WHAT NEEDS TO BE DONE: From the data that follows, print exactly the lines starting at the one containing "Target: ornate stone building" and ending at the one containing "Target: white towel"; include both of them and nothing more.

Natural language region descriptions

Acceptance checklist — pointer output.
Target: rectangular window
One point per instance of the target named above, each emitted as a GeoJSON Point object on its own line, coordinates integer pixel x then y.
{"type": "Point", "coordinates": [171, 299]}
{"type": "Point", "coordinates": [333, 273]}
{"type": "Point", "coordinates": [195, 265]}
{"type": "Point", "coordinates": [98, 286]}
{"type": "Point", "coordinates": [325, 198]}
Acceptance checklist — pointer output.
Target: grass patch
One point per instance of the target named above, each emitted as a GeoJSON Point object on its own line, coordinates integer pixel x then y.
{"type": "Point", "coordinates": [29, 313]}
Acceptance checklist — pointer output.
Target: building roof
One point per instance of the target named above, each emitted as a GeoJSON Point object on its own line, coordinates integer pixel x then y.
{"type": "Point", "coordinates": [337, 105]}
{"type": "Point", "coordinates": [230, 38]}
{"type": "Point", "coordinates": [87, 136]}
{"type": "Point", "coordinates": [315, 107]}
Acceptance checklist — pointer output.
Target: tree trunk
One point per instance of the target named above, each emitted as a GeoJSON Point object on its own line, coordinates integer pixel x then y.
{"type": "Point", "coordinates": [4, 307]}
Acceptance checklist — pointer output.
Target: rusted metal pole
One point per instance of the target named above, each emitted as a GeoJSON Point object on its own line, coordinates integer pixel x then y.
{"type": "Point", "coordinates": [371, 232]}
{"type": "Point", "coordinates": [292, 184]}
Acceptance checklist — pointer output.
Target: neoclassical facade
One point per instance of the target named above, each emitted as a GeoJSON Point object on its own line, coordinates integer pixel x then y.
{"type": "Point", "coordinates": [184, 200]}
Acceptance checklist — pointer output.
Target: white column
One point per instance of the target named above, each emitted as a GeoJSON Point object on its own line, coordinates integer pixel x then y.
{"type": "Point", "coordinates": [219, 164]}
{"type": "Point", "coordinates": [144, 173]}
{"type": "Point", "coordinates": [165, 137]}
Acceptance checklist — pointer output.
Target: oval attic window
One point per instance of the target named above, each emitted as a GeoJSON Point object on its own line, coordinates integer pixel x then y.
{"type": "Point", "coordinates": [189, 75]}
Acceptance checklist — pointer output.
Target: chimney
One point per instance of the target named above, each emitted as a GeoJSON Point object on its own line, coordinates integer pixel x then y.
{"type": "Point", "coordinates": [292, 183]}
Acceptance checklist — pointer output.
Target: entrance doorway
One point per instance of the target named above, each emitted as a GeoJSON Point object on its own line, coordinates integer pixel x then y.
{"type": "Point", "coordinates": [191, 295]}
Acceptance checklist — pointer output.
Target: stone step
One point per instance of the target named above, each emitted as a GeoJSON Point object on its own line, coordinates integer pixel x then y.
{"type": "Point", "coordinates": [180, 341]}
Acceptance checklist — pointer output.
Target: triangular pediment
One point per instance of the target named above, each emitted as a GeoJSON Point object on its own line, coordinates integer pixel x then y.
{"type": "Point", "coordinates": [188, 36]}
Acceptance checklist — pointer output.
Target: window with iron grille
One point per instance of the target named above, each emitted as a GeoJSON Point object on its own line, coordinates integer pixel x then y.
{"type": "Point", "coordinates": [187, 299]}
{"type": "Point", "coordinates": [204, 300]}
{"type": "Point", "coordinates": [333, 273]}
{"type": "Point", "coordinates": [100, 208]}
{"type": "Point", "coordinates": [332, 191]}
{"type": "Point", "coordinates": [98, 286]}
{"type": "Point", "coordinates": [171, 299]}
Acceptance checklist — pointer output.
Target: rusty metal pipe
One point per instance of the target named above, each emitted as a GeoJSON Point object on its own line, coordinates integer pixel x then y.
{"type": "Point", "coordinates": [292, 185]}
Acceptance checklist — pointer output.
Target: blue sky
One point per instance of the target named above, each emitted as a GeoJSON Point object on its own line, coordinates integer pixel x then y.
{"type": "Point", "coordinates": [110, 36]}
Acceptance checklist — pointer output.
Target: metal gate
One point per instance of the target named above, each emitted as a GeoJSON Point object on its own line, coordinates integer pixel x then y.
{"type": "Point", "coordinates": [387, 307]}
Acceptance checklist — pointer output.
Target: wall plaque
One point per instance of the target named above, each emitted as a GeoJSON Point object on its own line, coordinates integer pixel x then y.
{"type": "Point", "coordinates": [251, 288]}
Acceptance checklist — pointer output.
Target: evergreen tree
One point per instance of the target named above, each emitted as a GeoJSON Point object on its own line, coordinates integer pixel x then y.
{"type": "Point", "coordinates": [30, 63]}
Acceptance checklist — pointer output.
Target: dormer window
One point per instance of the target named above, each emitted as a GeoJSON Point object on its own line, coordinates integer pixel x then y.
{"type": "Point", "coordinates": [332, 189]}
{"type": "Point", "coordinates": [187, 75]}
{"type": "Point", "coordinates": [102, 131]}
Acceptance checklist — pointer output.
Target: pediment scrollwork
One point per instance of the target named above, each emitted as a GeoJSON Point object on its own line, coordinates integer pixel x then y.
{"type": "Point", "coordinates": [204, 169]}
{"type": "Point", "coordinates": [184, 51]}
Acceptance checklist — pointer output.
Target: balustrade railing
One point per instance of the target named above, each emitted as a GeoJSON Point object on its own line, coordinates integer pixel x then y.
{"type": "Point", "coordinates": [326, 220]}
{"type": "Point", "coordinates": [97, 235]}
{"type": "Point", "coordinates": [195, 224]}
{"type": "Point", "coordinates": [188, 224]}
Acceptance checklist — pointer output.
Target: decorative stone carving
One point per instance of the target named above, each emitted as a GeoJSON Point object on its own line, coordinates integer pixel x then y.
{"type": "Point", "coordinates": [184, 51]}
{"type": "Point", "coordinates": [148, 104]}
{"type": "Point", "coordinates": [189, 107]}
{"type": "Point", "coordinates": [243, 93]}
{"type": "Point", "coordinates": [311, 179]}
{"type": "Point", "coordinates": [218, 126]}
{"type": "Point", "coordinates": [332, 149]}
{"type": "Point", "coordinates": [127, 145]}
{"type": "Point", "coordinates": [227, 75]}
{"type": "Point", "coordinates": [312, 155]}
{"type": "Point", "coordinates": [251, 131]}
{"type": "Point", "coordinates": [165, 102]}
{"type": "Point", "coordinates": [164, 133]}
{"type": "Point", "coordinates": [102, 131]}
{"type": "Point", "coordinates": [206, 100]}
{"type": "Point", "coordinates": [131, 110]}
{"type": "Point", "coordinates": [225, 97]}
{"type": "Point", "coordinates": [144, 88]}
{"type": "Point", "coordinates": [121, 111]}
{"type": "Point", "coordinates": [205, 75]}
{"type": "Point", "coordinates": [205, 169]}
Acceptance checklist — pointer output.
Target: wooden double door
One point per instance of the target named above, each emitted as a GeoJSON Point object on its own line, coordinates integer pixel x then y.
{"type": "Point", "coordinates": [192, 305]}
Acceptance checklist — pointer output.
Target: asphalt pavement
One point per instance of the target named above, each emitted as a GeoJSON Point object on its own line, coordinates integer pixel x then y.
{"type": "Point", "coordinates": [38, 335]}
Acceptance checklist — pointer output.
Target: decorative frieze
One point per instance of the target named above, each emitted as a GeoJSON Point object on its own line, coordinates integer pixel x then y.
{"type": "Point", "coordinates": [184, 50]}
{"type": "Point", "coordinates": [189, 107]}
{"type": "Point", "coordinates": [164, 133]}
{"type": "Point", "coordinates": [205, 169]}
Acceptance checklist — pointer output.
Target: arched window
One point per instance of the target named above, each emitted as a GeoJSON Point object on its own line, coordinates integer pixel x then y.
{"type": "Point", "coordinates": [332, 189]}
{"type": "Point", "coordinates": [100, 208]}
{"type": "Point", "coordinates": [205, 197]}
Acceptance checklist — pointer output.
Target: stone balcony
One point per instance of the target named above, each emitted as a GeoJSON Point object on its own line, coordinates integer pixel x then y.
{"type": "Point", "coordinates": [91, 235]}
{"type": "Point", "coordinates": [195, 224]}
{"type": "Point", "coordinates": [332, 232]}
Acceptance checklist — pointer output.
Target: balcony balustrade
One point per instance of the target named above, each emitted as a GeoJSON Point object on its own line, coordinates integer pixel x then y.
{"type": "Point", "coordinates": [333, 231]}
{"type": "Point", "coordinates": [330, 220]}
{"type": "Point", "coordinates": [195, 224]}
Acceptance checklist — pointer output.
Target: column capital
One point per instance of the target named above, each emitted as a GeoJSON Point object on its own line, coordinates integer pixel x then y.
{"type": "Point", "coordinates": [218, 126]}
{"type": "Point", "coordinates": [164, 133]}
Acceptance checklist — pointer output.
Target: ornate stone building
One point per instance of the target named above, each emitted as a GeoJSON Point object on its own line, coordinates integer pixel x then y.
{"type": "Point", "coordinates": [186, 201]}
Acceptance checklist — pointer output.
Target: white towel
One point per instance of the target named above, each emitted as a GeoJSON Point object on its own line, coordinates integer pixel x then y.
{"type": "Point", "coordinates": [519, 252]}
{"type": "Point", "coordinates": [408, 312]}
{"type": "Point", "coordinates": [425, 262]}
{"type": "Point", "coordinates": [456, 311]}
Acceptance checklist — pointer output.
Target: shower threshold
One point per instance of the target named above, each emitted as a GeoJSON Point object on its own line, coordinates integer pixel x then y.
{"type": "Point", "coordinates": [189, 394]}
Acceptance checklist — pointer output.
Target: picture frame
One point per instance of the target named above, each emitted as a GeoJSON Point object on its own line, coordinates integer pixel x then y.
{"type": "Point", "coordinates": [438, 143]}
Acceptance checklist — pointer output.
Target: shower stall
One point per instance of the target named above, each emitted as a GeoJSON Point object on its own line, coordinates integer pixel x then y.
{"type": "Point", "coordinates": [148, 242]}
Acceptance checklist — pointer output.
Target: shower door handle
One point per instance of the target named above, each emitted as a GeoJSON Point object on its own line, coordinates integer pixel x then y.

ANSWER TO THE EXERCISE:
Target: ornate stone building
One point per instance of the target named above, each emitted as a GeoJSON Point object on its own line, coordinates integer pixel x then y.
{"type": "Point", "coordinates": [186, 201]}
Acceptance checklist — pointer output.
Target: white towel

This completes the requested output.